Set exercise A:
Collect each line in the listing below that contains the string "heart". Case counts.
# START OF Passage given
A lot of drinking and heavy thinking can happen on a hot day on a veranda. Two good shows running on Dallas stages right now — The Night of the Iguana at Contemporary Theatre of Dallas and Pluck the Day at Second Thought Theatre — take place on big porches, where characters stand, sit, sweat, loll, fight, eat, dream and, in one play, die. Welcome to the threshold of heaven and hell.

All who come near the veranda at the Costa Verde hotel in Tennessee Williams' Night of the Iguana are at the end of their ropes, including the giant lizard tied up under the floorboards. Hotel owner Maxine, middle-aged, newly widowed and sexually supercharged, is going mad with worry about money when she's not playing grab-ass with the beautiful Mexican boys who work for her. Defrocked Episcopalian minister T. Lawrence Shannon, who calls himself "a man of God ... on vacation," is reduced to leading Texas Baptist teachers on economy tours. Damp with fever, damned to perdition for bedding a tourist's teenage daughter, he's at the hotel to hide out. Whenever Shannon feels a breakdown brewing, he heads for Maxine's, where her liquor and loose loins help bring him back from the brink. Two other characters, Nonno, the world's oldest poet, and Hannah, his gentle grifter of a granddaughter, appear at the hotel pleading for temporary salvation from the desperate situation they're in.

With every living creature in Iguana in desperate straits, the atmosphere stays highly charged, like lightning crackling ahead of a tropical tempest. The temptation in many productions is to go right to the level of hysteria of that lesser Williams work with similar themes about sex, loneliness and beachside death, Suddenly Last Summer. But at Contemporary, director René Moreno, an expert at challenging actors to be better than they've ever been and at bringing fresh angles to old plays, focuses instead on the humor and humanity in Williams' words and characters. (Moreno's also cut out the pro-Nazi German travelers, who only trespass on this play's central plot.)

Now The Night of the Iguana comes alive as sharp dark comedy, with people darting in and out of the tiny hotel rooms on Rodney Dobbs' sprawling, realistic scenery like confused lovers in a French farce. The play still downshifts, when it has to, into hushed tones, but for once the dialogue's poetic wanderings come back to something comprehensible. This is Tennessee Williams as he should be performed, with highs and lows, with laughter and tears. It's the best production Contemporary has done this season. Maybe one of the best this company has ever done.

Moreno and his lavishly talented cast take Williams' collection of runaway oddballs and make us care about why they're screwed up. We want Maxine, played with earthy hip thrusts by the fearless Cindee Mayfield, to find love again. We want the Reverend Shannon, portrayed by the handsomely disheveled Ashley Wood, to sober up and stop lusting after jailbait. Hannah, the "Nantucket spinster" who talks Shannon through a panic attack, is an angel in silk kimono wings as played by the ivory-pale Elizabeth Van Winkle. But she's no saintly virgin. Here her near-seduction by bad-boy Shannon is a languorous scene that builds to a heat wave of sexual chemistry. We want them to kiss and when they do, shazam.
# END OF Passage given
# START OF Provided data
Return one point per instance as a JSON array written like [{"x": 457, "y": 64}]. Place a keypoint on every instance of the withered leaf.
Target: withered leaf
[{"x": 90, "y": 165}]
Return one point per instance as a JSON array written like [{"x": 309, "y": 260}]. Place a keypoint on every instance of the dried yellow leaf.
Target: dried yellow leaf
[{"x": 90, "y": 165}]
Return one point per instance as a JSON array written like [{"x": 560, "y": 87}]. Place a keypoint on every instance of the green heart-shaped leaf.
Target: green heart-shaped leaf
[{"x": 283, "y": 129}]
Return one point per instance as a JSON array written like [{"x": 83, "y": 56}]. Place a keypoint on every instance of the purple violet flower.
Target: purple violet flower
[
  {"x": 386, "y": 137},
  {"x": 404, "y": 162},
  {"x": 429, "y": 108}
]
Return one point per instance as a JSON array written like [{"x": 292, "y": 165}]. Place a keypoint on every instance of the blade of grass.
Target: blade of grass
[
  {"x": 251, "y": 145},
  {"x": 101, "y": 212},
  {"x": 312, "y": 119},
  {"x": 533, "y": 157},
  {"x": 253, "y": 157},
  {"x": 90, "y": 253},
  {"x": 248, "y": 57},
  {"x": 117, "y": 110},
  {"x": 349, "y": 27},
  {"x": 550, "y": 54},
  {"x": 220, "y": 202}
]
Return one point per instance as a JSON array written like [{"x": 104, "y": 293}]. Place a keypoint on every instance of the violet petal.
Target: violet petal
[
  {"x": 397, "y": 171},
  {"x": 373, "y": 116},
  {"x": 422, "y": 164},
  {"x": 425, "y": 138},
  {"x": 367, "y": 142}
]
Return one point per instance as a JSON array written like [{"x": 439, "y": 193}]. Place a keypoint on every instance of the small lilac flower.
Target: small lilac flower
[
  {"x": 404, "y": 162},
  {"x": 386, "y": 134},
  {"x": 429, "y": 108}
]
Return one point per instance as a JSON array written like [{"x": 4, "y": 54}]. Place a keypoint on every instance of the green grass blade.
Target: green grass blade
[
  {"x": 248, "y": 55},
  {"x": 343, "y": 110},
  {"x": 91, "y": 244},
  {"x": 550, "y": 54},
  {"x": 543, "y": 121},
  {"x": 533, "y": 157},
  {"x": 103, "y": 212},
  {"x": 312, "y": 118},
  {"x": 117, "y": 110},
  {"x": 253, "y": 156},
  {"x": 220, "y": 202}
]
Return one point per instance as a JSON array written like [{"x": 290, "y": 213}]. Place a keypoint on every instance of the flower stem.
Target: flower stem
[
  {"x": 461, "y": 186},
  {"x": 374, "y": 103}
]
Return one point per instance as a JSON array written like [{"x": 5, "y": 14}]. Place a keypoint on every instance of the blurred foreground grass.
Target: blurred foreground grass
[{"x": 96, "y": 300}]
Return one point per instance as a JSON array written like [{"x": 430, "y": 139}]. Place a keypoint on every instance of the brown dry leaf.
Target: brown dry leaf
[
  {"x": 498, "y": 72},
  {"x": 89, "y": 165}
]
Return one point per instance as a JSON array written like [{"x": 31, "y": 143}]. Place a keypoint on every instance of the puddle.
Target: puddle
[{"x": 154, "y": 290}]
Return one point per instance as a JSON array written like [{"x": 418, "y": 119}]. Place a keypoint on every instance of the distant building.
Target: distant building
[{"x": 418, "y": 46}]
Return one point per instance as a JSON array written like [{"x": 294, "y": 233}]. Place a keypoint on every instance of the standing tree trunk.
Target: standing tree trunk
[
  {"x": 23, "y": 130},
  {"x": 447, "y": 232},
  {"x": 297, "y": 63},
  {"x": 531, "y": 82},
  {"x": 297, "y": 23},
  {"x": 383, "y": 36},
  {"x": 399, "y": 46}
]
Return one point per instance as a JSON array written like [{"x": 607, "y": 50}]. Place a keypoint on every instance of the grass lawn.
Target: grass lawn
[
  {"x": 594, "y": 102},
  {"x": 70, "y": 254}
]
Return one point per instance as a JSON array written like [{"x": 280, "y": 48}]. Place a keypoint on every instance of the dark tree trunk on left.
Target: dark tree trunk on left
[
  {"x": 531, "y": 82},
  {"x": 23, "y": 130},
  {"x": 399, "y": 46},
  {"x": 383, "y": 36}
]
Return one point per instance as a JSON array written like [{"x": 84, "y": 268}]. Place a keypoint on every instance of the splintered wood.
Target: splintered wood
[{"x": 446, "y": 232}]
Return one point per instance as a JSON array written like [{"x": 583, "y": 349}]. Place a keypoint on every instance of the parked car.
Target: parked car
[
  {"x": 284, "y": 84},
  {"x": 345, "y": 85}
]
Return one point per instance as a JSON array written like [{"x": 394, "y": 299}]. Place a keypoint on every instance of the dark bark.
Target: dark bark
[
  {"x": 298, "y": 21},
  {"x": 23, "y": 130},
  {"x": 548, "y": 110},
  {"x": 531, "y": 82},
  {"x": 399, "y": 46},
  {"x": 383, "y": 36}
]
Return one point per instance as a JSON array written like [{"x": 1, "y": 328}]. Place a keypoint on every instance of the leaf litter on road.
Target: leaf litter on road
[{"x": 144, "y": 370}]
# END OF Provided data
Set exercise B:
Resume the Dallas theater review above, continuing on from its final sentence.

Exercise response A:
Return one point per instance as a JSON array written like [{"x": 560, "y": 87}]. Place a keypoint on every instance of the green heart-shaped leaf.
Target: green heart-shaped leaf

Exercise response B:
Giving remarkable performances in smaller roles are Lorna Woodford as a bossy Baptist determined to get Shannon fired for lousing up their tour, and Jessica Renee Russell as Charlotte, the besotted teenage girl hot on Shannon's heels. Both actresses command attention without gross exaggerations.

In the role of the frail 97-year-old poet called Nonno, Terry Vandivort, a Theatre Three veteran, gives the production its most deeply touching and graceful moments, imbuing his character with an otherworldly gaze and crackly voice. Speaking the lines of "the last and loveliest poem" he's been trying to finish for ages, old Nonno brings the play to its dreamlike end. The final scene is exquisitely staged and acted, making a gorgeous picture lit beautifully by lighting designer Russell K. Dyer. After a stormy night, only the poet and the captured iguana escape the ropes that held them down. The others, though profoundly changed, aren't so lucky.


Dallas playwright and actor Steven Walters isn't yet the new Tennessee Williams, but his fast and funny play Pluck the Day is good enough to make him at least the new James McLure. Or maybe Tracy Letts lite.

Like an all-male version of McLure's comedy Laundry & Bourbon, or some of the lighter scenes in Letts' Bug or Killer Joe, Walters' 90-minute Pluck the Day mines big laughs out of good ol' boys sucking down beers and getting into obtuse, twangy conversations. In this play they do it on the back porch of a rundown house in South Texas. Second Thought Theatre's new home base, the black box Bryant Hall next to Kalita Humphreys Theater, renders that porch in squalid splendor on designer Matthew Gray's set, complete with lumpy couch and ice chest. (Gray also directed.)

It's a hot, dull Sunday and friends Duck (Clay Yocum in his best role in years) and Bill (Chris LaBove, a slim Keanu type) begin to wonder why Fred (Mike Schraeder) hasn't come home after an all-night bender. Is he on a peyote kick again? Fred's fiancée, April (Jenny Ledel), drops by to check on him. A furtive exchange between her and Bill leads Duck to believe there's something going on there, even though Bill is gay ... or says he is.

"What happens on the porch stays on the porch," says Duck, a former high school gridiron star now in his 30s and sensitive about his expanding paunch. His penchant for rabid, error-ridden gossip belies that philosophy. One lurid item puts April in an Astrovan with a bare-assed Bill in a parking lot behind the Winn-Dixie. When Fred finally does come home, strung out on Jim Beam and peyote buttons, he's pulled into the vortex of suspicions whipped up by Duck. By the time it's all straightened out, all of their relationships have taken U-turns.

Pluck the Day, which Second Thought premiered in their first season as new Baylor grads in 2004, has undergone some rewriting and updating by Walters (now there's an "it gets better" joke, among other pop culture references). Walters finds plenty of humor in how men's friendships change with age and in the shorthand BFFs speak in after years of swapping the same stories. "Why is it every day with you feels like middle school?" asks the smart one, Bill, to Duck, who admits his IQ is somewhere in double digits.

Walters loves wordplay, starting and ending Pluck the Day with two characters filling in crossword clues. He has a fine ear for quirky combinations of syllables that just sound funny, too. Like this from Duck: "It's Sunday. I don't have to be on the emu farm till Monday morning."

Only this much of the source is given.